*SET TASK*. Count the lines in the rows below that contain the word "desert", and give only that number.
— START SUPPLIED DATA —
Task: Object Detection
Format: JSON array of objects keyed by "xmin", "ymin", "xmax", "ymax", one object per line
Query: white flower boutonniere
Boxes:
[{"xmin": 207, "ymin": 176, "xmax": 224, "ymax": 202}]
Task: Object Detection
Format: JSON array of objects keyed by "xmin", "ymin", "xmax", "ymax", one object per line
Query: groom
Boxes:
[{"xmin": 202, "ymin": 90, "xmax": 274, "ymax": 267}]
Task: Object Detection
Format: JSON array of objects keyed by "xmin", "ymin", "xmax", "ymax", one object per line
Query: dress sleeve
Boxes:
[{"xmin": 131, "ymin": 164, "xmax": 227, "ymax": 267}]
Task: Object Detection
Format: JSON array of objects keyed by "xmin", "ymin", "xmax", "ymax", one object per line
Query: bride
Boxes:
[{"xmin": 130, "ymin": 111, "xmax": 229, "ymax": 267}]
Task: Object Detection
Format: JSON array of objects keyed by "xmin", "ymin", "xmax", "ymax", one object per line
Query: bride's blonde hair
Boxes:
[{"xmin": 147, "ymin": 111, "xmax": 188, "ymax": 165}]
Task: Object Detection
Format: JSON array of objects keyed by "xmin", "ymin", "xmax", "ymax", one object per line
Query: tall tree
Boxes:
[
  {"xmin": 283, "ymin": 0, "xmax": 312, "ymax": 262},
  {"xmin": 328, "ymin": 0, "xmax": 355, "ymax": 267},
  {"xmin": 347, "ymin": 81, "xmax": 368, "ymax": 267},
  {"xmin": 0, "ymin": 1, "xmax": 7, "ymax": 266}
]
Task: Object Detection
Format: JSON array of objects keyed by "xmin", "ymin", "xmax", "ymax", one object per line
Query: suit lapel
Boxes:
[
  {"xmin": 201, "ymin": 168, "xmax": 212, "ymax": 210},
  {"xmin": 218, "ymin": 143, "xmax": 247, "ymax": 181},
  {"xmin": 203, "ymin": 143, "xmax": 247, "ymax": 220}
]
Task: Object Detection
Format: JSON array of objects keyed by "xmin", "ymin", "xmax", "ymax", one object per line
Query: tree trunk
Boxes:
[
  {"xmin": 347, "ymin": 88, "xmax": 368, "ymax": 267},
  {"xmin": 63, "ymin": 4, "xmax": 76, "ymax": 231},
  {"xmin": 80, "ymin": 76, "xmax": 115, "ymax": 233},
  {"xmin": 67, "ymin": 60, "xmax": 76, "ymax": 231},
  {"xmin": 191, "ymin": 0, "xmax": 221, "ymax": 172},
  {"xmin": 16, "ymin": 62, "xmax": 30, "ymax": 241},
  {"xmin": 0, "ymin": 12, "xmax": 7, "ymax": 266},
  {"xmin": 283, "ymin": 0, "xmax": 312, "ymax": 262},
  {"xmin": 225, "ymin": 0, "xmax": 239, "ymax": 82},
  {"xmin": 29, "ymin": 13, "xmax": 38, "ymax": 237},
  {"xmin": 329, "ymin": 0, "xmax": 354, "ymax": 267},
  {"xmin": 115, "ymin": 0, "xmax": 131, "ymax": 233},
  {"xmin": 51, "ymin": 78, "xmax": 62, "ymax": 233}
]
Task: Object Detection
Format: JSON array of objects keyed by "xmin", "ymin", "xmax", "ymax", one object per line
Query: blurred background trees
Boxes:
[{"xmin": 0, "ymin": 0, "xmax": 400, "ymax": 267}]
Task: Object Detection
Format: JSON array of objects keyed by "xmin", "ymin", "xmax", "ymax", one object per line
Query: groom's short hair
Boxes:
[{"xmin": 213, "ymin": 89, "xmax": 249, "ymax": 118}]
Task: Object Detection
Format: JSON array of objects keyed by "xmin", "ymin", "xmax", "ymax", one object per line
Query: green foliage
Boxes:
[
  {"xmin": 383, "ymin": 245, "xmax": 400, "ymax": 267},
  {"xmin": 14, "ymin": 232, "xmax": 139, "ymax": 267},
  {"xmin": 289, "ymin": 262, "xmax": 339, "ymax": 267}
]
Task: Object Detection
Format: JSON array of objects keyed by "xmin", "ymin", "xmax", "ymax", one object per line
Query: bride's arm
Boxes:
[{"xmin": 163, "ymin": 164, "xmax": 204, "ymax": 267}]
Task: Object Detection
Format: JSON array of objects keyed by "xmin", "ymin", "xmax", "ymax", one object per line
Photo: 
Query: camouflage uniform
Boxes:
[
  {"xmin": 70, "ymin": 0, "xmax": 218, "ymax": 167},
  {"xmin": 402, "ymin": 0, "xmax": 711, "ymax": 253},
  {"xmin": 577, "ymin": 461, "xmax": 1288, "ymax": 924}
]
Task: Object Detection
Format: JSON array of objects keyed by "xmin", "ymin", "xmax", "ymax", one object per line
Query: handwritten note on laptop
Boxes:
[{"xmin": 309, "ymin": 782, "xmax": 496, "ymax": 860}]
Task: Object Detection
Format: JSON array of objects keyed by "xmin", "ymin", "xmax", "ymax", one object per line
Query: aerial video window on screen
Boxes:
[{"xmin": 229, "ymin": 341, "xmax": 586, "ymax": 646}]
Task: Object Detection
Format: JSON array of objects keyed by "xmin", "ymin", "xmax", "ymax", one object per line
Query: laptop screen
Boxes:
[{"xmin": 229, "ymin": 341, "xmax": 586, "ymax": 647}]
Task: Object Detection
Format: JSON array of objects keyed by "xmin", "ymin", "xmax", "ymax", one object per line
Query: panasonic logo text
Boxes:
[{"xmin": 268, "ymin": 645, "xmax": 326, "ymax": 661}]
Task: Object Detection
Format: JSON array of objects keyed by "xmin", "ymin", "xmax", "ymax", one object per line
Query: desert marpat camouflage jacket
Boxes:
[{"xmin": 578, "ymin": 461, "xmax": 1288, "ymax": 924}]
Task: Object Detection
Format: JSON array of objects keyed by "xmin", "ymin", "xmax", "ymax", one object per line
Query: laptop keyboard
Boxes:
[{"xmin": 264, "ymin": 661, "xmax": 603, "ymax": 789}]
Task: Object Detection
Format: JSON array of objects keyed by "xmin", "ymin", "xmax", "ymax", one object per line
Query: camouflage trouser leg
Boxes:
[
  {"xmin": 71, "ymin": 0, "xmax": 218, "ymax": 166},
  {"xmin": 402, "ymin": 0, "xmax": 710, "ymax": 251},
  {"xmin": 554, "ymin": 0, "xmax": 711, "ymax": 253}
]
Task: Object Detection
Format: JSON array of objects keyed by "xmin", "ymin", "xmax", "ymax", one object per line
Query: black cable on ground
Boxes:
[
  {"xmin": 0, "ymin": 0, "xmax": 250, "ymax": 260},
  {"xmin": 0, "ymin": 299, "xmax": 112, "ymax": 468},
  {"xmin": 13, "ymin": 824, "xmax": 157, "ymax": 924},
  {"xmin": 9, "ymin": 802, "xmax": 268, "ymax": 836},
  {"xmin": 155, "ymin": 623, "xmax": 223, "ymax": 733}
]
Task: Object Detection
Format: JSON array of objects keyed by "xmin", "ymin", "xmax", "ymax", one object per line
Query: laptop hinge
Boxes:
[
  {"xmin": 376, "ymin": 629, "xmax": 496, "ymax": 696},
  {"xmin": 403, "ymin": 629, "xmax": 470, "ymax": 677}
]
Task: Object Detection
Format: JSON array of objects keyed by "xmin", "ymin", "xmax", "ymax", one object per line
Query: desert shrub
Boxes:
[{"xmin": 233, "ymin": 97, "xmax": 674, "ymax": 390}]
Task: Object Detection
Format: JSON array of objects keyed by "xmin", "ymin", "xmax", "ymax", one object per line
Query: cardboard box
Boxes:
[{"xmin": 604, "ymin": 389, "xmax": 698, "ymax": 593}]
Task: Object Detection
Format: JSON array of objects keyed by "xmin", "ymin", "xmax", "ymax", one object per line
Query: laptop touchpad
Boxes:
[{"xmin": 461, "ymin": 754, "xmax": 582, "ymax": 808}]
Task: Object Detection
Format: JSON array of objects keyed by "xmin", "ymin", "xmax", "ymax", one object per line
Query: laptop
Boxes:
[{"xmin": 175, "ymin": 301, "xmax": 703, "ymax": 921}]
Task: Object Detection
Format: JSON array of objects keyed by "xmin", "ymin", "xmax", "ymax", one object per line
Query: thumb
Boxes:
— END SUPPLIED DATA —
*WRITTEN RESPONSE*. 2